- **What to produce**: Count the lines of the entries below that contain the string "with", treating uppercase and lowercase as distinct, and state only the number.

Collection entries
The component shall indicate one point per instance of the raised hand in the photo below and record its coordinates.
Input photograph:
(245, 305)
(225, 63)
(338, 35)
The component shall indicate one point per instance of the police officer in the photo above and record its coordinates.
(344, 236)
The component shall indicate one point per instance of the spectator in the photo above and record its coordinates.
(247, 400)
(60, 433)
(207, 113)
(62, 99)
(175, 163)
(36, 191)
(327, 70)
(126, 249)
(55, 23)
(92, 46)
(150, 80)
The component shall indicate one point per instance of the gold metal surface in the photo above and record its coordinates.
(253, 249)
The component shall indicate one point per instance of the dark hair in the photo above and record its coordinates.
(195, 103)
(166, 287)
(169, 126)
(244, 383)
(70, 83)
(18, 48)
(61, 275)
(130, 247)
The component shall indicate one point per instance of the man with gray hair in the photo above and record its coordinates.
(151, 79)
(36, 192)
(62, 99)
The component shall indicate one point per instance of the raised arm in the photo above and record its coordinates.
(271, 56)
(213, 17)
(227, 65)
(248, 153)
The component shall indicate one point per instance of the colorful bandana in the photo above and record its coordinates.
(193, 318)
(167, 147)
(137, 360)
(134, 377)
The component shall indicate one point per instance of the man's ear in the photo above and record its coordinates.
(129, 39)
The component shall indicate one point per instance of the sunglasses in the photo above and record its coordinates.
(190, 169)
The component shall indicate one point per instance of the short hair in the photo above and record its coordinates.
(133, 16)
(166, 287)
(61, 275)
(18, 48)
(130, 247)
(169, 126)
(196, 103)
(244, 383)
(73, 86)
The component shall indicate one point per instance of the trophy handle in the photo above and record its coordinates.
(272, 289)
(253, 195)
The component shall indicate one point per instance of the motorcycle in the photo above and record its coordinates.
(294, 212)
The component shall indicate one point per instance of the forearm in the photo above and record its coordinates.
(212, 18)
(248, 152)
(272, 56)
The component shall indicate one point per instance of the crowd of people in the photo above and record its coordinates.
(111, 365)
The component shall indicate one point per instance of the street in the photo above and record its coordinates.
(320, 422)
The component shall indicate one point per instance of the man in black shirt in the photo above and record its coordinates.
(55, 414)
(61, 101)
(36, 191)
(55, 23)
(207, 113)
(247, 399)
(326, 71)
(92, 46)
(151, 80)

---

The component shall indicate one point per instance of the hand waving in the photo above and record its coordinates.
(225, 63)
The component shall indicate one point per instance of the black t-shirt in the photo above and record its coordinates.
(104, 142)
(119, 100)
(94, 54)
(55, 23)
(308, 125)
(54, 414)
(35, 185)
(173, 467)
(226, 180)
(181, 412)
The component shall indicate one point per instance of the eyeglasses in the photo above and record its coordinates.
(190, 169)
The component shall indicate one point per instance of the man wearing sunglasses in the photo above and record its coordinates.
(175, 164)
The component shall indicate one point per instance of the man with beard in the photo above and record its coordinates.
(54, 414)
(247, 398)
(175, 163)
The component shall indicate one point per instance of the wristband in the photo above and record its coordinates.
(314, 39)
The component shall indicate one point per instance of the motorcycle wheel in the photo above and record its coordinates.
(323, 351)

- **Full solution**: 2